- [JOBS]
1. In the Hong Kong passage below, how many other Mounties were backing up the two undercover officers?
2. List every person named in the Hong Kong passage below.
3. According to the Hong Kong passage below, why did the writer at first think it was a good idea to pretend that Pineault was a brother?

- [DOCUMENT TEXT]

================================

Just as well—officially, my brother was here with me. The Mounties had brought me in a partner as a backup, Corporal Jean-Yves Pineault. We didn’t look anything alike; he had almost a foot on me and was balding. I also only met him two days before leaving for Hong Kong. Still, the Mounties thought it best that we pretend to be brothers. At the time I didn’t think it was a bad idea. It would allow me to credibly justify why he was there if he made any screw-ups. I also thought his size might come in handy.
Pineault and I were the undercover contingent. Backing us up were sixteen—count ’em, sixteen—other Mounties for security, support, surveillance, what have you. Many of them treated it like a taxpayer-funded junket (they brought their wives over or met them in Hawaii once the trip wrapped up). After all, what good is a Canadian surveillance squad going to be in the strange, twisting streets of Hong Kong? And since this was now a joint case with the Royal Hong Kong Police, there was more than enough backup to begin with.
The RHKP was a truly colonial affair. The inspectors—the RHKP equivalent of staff sergeants—were all white Brits. The Chinese, meanwhile, were relegated to rank-and-file positions and were not much trusted by their bosses. Of course, the Mounties were being entertained by the Brits, whose prejudices manifested themselves again when they were told I wasn’t a cop. They pretty much ignored me afterward. That was fine.
After acclimatizing to Hong Kong for a couple of days, we got down to business. Hobo had arranged for me to negotiate a deal with his fellow—but much more senior—Sun Yee On Triad member, Rocky Chiu. Rocky spoke no English, so we made contact through Davey Mah (no relation to Hobo), a lower-level, English-speaking gangster who had lived in Canada for several years before being deported.

================================

- [DATA SHOWN]
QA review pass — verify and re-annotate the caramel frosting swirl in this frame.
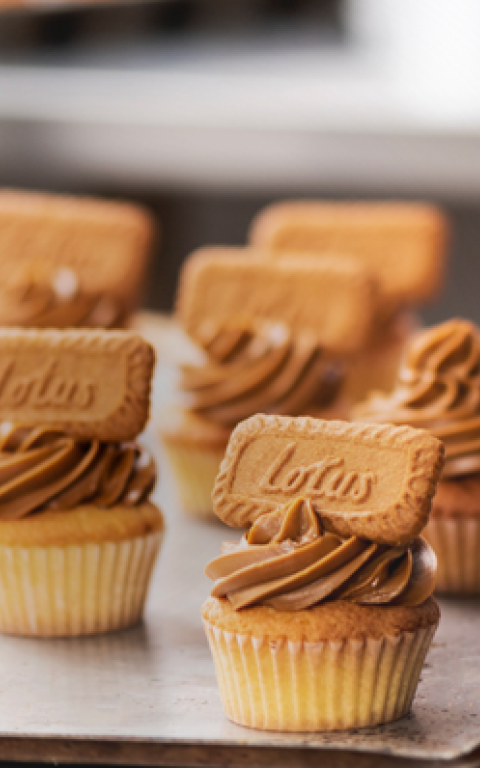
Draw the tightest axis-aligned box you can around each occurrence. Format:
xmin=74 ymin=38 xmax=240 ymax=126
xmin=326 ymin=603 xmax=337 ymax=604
xmin=0 ymin=426 xmax=156 ymax=520
xmin=0 ymin=268 xmax=126 ymax=328
xmin=182 ymin=325 xmax=343 ymax=427
xmin=205 ymin=498 xmax=436 ymax=611
xmin=354 ymin=320 xmax=480 ymax=479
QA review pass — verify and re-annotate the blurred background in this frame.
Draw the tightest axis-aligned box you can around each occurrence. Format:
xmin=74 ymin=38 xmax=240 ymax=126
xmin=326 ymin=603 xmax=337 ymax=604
xmin=0 ymin=0 xmax=480 ymax=323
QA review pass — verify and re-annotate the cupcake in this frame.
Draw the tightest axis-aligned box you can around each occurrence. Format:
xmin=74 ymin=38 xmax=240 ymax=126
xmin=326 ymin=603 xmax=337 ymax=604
xmin=0 ymin=190 xmax=153 ymax=328
xmin=0 ymin=330 xmax=164 ymax=637
xmin=202 ymin=416 xmax=442 ymax=732
xmin=161 ymin=324 xmax=343 ymax=517
xmin=355 ymin=320 xmax=480 ymax=594
xmin=250 ymin=200 xmax=447 ymax=403
xmin=160 ymin=249 xmax=376 ymax=517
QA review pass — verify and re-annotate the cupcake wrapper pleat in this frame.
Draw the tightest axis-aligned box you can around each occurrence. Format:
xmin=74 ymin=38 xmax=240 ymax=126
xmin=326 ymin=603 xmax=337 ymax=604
xmin=204 ymin=621 xmax=436 ymax=732
xmin=422 ymin=517 xmax=480 ymax=595
xmin=165 ymin=443 xmax=225 ymax=518
xmin=0 ymin=532 xmax=162 ymax=637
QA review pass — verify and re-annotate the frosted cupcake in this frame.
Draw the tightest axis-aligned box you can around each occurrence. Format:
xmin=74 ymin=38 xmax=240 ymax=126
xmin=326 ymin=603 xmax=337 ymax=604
xmin=160 ymin=248 xmax=376 ymax=516
xmin=202 ymin=416 xmax=442 ymax=731
xmin=356 ymin=320 xmax=480 ymax=594
xmin=161 ymin=325 xmax=343 ymax=517
xmin=0 ymin=330 xmax=164 ymax=637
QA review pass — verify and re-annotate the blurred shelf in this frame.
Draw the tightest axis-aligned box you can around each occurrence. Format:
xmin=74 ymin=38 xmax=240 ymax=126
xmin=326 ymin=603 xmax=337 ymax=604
xmin=0 ymin=35 xmax=480 ymax=197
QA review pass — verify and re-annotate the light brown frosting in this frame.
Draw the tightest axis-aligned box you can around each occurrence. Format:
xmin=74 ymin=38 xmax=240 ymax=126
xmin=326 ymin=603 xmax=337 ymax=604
xmin=182 ymin=325 xmax=343 ymax=427
xmin=0 ymin=268 xmax=126 ymax=328
xmin=0 ymin=426 xmax=156 ymax=520
xmin=354 ymin=320 xmax=480 ymax=479
xmin=205 ymin=498 xmax=436 ymax=611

================================

- [THE RESULTS]
1. Sixteen.

2. Corporal Jean-Yves Pineault, Hobo, Rocky Chiu, and Davey Mah.

3. The cover would give the writer a credible reason for Pineault being there if he made any mistakes. The writer also thought his size might come in handy.